北沢峠からのルートは二つある。北沢峠周辺に宿泊し、別の日に仙丈ヶ岳にも登る事も出来る。
- • 稜線ルート
- 双児山と駒津峰を経由する尾根のルート。最後、六方石の先は、急な花崗岩の岩の稜線を直登する冬期ルートと、南側の斜面を周り込むトラバースルート(巻道)がある。トラバースルートの方が一般向きで、途中に摩利支天(まりしてん、2,820 m)への分岐があり、山頂直下で黒戸尾根からのルートに合流する。山頂には駒ヶ岳神社奥社があり、大きな花崗岩の岩が林立する。
- • 仙水峠を経由するルート
- 仙水小屋と仙水峠を経由し南側から回りこみ、駒津峰で稜線ルートに合流する。仙水峠の下部には、岩がごろごろした岩塊斜面がある。仙水峠から駒津峰への登りは急峻で、下部は針葉樹林帯、上部は森林限界のハイマツ帯で高山植物が自生し、ライチョウの生息地にもなっている。また、鳳凰三山からの早川尾根のルートは、アサヨ峰と栗沢山を経て仙水峠で本ルートに合流する。
北沢峠バス停までのアクセスは北沢峠を参照。
- 登山の標準時間[9]
黒戸尾根からのルート
登山道は伝統的には東側の黒戸尾根をたどるコースが使われていた。登り口は2つに分かれているが、そのいずれも起点が神社(竹宇駒ヶ岳神社と横手駒ヶ岳神社)となっていることは信仰の山ならではである。2つの道は笹平で繋がり以降は一本道となる。山頂手前で駒津峰へ分岐する。このコースは刀利天狗手前の「刃渡り」と七合目手前の鎖場に加え、八合目から先は危険箇所の連続となっている。また、高度順応を十分に行わないと2,600 m以上では呼吸がきつくなる。登山口が海抜700-800 mの人里であるため、山頂との標高差が約2,200 mあり、日本三大急登にも数えられる程の体力を要するルートとなっている。登頂のみが目的の場合、南アルプス市営バス・伊那市営バスが通っている北沢峠(標高2,032 m)からのコースを辿る登山者が多い。ただし、北沢峠コースの場合広河原からのバスの始発が6時50分(時期によって変動)であり、登山開始が早くとも7時30分ころとなるため、夜行の高速バスで3時から4時ころに登り始めることができる黒戸尾根コースよりも効率が悪く、また、頂上で御来光を拝む場合北沢峠側は直近の仙水小屋から3時間40分[9]かかるのに対し、黒戸尾根側は七丈小屋から2時間30分[9]で登れることから、黒戸尾根コースも依然として人気が高い。

> **課題内容**
本文の内容を二文で要約しなさい。 本文だけを手がかりにすること。

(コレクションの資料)
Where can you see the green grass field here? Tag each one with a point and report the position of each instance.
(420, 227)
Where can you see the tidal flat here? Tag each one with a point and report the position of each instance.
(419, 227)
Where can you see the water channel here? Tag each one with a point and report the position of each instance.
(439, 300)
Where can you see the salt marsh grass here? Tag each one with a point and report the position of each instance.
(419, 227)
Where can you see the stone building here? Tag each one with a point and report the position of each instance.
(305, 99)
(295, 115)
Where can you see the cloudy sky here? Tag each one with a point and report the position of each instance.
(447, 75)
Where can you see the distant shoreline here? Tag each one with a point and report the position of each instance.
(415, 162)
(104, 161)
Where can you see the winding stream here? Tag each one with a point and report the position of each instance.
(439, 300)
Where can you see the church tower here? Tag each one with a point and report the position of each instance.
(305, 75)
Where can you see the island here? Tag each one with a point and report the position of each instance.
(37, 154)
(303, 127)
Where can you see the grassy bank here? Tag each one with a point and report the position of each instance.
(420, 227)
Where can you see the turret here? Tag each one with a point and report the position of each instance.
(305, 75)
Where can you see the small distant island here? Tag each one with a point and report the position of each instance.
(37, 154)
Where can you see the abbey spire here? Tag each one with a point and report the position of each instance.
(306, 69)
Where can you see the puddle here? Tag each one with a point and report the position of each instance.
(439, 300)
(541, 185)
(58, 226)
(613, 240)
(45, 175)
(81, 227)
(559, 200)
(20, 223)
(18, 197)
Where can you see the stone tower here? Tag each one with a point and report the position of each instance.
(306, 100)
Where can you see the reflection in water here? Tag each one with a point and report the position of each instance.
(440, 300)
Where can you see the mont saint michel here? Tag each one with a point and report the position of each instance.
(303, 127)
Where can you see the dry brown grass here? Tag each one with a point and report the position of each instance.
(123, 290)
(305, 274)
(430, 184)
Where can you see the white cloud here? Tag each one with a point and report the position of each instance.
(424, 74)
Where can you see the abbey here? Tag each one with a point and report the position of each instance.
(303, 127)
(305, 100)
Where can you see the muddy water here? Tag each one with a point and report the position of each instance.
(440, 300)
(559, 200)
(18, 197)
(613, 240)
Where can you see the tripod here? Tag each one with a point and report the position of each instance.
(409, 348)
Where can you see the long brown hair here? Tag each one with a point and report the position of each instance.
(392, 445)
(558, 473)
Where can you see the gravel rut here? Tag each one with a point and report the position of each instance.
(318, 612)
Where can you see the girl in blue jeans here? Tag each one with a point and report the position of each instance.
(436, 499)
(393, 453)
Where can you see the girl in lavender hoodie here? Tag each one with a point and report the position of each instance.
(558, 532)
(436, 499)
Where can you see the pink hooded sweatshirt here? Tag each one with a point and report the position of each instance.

> **解答**
北沢峠からは、双児山と駒津峰を経由する稜線ルートと、仙水峠を経由して駒津峰で稜線ルートに合流するルートの二つがある。伝統的に使われてきた東側の黒戸尾根コースは、山頂との標高差が約2,200 mあり、八合目から先は危険箇所が続くが、夜行の高速バスで早い時刻に登り始められ、七丈小屋から山頂まで2時間30分で登れるため、依然として人気が高い。